#### The request:
Please update all of the rows below, replacing "pointer" with "locator" wherever it occurs and leaving everything else unchanged.

#### Task data:

## begin

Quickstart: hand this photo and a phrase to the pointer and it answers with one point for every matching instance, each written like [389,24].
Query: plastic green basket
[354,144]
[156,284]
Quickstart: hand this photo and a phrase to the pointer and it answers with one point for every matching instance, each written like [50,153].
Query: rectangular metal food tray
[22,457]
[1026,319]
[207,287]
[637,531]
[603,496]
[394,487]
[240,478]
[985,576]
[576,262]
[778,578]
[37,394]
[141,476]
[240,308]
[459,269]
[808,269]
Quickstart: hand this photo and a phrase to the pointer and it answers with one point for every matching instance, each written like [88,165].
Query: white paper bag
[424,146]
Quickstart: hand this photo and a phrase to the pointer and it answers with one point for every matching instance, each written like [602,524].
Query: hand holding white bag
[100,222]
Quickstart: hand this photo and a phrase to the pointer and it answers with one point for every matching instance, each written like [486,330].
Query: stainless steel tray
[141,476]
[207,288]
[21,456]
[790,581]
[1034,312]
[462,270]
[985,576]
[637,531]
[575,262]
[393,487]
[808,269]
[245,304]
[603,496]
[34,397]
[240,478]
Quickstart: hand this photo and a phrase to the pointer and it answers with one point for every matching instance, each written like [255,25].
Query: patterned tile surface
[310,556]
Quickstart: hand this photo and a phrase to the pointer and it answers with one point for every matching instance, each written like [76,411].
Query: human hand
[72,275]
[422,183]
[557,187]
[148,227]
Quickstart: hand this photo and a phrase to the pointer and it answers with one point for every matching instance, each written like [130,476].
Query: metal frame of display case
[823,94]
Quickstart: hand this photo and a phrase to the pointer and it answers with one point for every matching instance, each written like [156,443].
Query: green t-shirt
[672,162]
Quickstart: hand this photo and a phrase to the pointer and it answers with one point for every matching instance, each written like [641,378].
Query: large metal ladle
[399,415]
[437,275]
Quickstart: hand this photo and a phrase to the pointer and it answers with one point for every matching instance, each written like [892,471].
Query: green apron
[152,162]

## end

#### The response:
Quickstart: hand this photo and a phrase to the locator and it answers with one point for every matching instance, each written like [389,24].
Query: plastic green basket
[354,144]
[156,284]
Quickstart: hand this photo and a phrase to the locator and it answers with one point for every matching instance, each written like [50,153].
Query: rectangular metal food tray
[22,457]
[1026,319]
[207,287]
[637,531]
[603,496]
[394,487]
[240,478]
[985,576]
[576,262]
[778,578]
[37,394]
[141,476]
[240,308]
[459,269]
[808,269]
Quickstart: hand this photo and a phrase to the locator and it answers with one point for every matching instance, each written like [88,165].
Query: white paper bag
[424,146]
Quickstart: hand this photo and a phrase to the locator and it answers with one point for every matching instance, each written like [602,524].
Query: hand holding white bag
[100,222]
Quickstart: hand this photo and a phrase to the locator and it answers with one point for every matching instance, each written like [486,330].
Query: stainless steel tray
[141,476]
[207,288]
[21,456]
[790,581]
[1034,312]
[462,270]
[985,576]
[637,531]
[575,262]
[393,487]
[808,269]
[245,304]
[603,496]
[34,397]
[240,478]
Quickstart: hand this photo and a phrase to the locator and it answers with one point for every matching instance, each written like [255,25].
Query: patterned tile surface
[310,556]
Quickstart: hand this photo and a phrase to the locator and it answers with one point for every matching instance, each written like [76,411].
Query: human hand
[72,275]
[422,183]
[557,187]
[148,227]
Quickstart: hand this photo and a phrase to the locator and it answers with one point for every matching instance, each written like [130,476].
Query: metal frame of display case
[823,94]
Quickstart: hand this photo and a phrase to the locator and it answers with one point for every matching instance, each written like [156,443].
Query: green t-shirt
[672,162]
Quickstart: hand this photo and a phrase to the locator and it answers with one point for every matching instance, each written like [641,378].
Query: large metal ladle
[399,415]
[437,275]
Quickstart: hand this photo and a phrase to the locator and it answers with one point for every matching instance, each written like [892,471].
Query: green apron
[152,162]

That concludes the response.